Reproduce the material that follows line for line, without changing any wording, numbers, or punctuation. Leave the pictures out of your copy.

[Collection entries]
* * * * * * *

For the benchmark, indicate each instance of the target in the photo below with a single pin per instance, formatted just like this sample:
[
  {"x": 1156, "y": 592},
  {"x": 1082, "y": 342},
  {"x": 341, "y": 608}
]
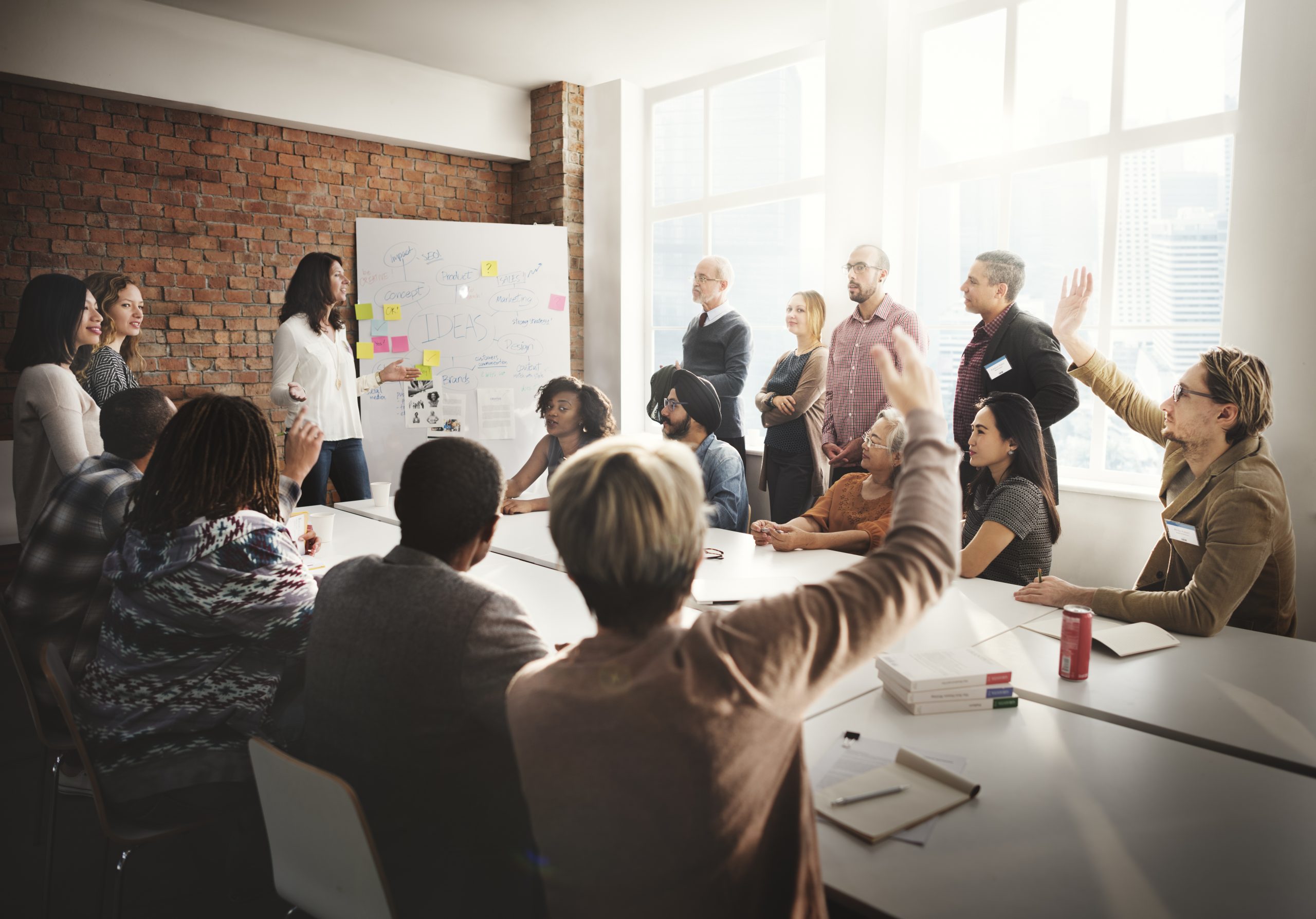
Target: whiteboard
[{"x": 508, "y": 332}]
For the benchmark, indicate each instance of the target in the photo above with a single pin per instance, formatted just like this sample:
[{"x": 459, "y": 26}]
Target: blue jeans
[{"x": 342, "y": 461}]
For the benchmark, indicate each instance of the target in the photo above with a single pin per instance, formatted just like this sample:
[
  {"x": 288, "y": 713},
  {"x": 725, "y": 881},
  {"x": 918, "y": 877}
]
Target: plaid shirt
[
  {"x": 969, "y": 385},
  {"x": 854, "y": 393},
  {"x": 57, "y": 593}
]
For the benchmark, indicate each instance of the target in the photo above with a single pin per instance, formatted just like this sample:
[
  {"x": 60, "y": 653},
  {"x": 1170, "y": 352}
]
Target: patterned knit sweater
[{"x": 200, "y": 627}]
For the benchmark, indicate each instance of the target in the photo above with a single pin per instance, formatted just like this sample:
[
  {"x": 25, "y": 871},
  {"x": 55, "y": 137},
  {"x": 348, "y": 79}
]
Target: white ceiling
[{"x": 529, "y": 44}]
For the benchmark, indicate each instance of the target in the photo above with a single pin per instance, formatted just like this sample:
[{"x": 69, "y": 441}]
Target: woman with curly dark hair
[{"x": 576, "y": 415}]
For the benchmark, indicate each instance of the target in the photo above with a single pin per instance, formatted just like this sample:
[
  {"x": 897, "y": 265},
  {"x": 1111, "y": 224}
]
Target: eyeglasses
[
  {"x": 1181, "y": 390},
  {"x": 860, "y": 268}
]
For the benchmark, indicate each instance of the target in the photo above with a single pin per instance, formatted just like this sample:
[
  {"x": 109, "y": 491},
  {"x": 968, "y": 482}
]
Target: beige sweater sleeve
[{"x": 785, "y": 651}]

* * * * * * *

Finished answer:
For the benchmark, indicate each instance of the target in the photo below with a single pin per instance, formatted just like this sample:
[
  {"x": 1156, "y": 592},
  {"x": 1082, "y": 342},
  {"x": 341, "y": 608}
]
Target: whiteboard
[{"x": 508, "y": 332}]
For the benchmark, indicate each instance of the target in the photo above with a single pin per instance, formatted just like this sample:
[{"x": 459, "y": 26}]
Target: blue jeans
[{"x": 342, "y": 461}]
For the benchmark, indicate each instance of the target in the photo above with a single pin per instance, formatted just like this sample:
[
  {"x": 288, "y": 713},
  {"x": 725, "y": 881},
  {"x": 918, "y": 877}
]
Target: plaid shirt
[
  {"x": 969, "y": 385},
  {"x": 854, "y": 393},
  {"x": 57, "y": 593}
]
For the benchmark, indicate each instance of the target in the photo above with a single pin per instance, formatted just like this sample:
[
  {"x": 60, "y": 653},
  {"x": 1170, "y": 352}
]
Target: patterned knit sweater
[{"x": 200, "y": 627}]
For the benchmark, indicate each instance of the target in the photo above with a single pin per instance, formatted just like this sample:
[
  {"x": 25, "y": 871},
  {"x": 55, "y": 137},
  {"x": 348, "y": 79}
]
Target: white ceiling
[{"x": 529, "y": 44}]
For the benchmark, indicate each instance of the target in the photo above with a single pin per instance, formatted just like this sample:
[{"x": 69, "y": 441}]
Target: woman with curly dark hair
[{"x": 576, "y": 415}]
For the benchmark, indicate each instance of the target in the photo above with a single pin per instance, formatted just like this sample:
[
  {"x": 897, "y": 265},
  {"x": 1111, "y": 224}
]
Target: eyeglasses
[
  {"x": 1181, "y": 390},
  {"x": 860, "y": 268}
]
For the benchmark, indicate each instance of the target in the photo above with a single pin per instance, formatted just like this sample:
[
  {"x": 109, "y": 491},
  {"x": 968, "y": 482}
]
Target: beige sweater sleeve
[{"x": 785, "y": 651}]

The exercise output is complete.